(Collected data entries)

********

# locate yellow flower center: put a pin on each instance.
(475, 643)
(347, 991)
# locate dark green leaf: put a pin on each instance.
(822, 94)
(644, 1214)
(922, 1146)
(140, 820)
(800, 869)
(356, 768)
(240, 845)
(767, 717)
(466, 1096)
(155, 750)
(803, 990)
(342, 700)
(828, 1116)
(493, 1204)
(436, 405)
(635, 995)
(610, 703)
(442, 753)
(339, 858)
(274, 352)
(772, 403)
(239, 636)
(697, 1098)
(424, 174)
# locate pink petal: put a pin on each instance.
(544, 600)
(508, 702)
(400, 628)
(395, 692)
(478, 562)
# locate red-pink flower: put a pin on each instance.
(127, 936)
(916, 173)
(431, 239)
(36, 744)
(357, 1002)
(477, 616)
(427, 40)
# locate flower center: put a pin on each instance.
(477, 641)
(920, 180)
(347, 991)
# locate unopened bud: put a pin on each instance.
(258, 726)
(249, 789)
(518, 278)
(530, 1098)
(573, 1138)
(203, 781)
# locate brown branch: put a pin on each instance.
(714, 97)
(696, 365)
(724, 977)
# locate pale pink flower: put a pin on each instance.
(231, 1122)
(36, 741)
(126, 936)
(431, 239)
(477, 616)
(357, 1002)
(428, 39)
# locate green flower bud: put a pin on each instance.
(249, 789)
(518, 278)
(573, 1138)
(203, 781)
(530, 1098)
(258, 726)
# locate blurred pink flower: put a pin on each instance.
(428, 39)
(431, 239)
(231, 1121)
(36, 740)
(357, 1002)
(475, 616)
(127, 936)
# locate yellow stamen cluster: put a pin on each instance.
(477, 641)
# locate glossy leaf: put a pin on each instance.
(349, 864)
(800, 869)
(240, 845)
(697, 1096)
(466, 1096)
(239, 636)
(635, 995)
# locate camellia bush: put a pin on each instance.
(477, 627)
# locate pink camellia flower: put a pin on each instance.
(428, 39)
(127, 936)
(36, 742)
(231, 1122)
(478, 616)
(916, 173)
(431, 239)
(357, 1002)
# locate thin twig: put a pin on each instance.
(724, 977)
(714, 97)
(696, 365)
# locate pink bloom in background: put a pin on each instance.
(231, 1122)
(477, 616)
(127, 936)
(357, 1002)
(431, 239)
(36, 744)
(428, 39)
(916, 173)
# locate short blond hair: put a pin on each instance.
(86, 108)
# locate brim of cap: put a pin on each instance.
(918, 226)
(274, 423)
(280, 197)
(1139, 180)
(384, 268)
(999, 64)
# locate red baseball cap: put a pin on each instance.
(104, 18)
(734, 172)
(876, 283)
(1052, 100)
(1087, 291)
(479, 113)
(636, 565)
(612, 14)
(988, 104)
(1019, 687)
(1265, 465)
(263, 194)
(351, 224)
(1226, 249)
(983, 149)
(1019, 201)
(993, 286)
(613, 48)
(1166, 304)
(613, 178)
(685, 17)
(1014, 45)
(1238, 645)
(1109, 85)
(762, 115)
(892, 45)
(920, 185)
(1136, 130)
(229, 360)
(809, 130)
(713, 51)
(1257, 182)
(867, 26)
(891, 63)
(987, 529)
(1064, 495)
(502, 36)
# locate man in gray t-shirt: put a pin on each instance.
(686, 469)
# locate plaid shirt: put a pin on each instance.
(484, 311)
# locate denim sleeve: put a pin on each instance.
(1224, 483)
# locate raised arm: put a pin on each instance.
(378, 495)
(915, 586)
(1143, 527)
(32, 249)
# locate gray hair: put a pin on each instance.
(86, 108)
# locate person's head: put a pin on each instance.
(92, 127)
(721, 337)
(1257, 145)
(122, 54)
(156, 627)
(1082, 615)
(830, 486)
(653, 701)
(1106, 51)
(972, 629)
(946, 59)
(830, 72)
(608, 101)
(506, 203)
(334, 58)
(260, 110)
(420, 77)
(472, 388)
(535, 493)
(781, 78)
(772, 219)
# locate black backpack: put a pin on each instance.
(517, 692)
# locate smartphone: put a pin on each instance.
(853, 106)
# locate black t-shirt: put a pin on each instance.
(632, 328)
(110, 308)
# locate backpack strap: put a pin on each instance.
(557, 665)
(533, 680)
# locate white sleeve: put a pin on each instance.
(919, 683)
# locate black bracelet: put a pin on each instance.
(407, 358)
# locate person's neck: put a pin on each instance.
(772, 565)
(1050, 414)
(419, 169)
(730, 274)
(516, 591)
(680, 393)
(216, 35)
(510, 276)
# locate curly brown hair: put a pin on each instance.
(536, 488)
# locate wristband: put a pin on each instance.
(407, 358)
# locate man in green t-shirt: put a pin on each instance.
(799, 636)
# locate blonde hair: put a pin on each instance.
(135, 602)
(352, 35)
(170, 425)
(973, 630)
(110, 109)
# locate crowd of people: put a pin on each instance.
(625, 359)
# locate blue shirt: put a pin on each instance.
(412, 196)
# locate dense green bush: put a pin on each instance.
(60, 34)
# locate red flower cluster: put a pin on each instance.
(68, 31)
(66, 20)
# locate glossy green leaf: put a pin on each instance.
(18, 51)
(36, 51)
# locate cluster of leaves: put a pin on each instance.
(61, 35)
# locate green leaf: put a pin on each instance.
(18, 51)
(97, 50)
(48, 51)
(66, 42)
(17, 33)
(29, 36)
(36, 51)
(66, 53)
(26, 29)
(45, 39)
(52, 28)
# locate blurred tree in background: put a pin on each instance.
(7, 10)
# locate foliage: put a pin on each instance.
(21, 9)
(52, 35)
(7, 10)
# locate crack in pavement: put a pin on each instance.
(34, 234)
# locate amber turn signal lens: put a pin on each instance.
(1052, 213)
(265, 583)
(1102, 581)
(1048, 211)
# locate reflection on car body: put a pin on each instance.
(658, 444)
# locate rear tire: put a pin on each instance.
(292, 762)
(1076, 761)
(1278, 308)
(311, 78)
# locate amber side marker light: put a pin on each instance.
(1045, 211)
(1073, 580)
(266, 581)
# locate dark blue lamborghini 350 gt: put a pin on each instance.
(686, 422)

********

## Directions for this task
Send back, unchanged, every line of the records from the one with "# locate blurred tree" through the last.

## Solution for this exercise
# locate blurred tree in background: put a pin on each instance.
(7, 10)
# locate foliage: put a pin on each instance.
(21, 9)
(52, 35)
(7, 10)
# locate crack in pavement: put a pin on each instance.
(34, 234)
# locate amber turn signal lens: put a pin on each instance.
(1052, 213)
(265, 583)
(1102, 581)
(1048, 211)
# locate reflection on car body: put a pin on each instance.
(658, 444)
# locate rear tire: put a pin on each instance.
(292, 762)
(1076, 761)
(1278, 308)
(311, 78)
# locate amber side marker light: put a pin on each instance.
(1045, 211)
(1073, 580)
(266, 581)
# locate dark blue lamborghini 350 gt: put a pin on each instance.
(686, 422)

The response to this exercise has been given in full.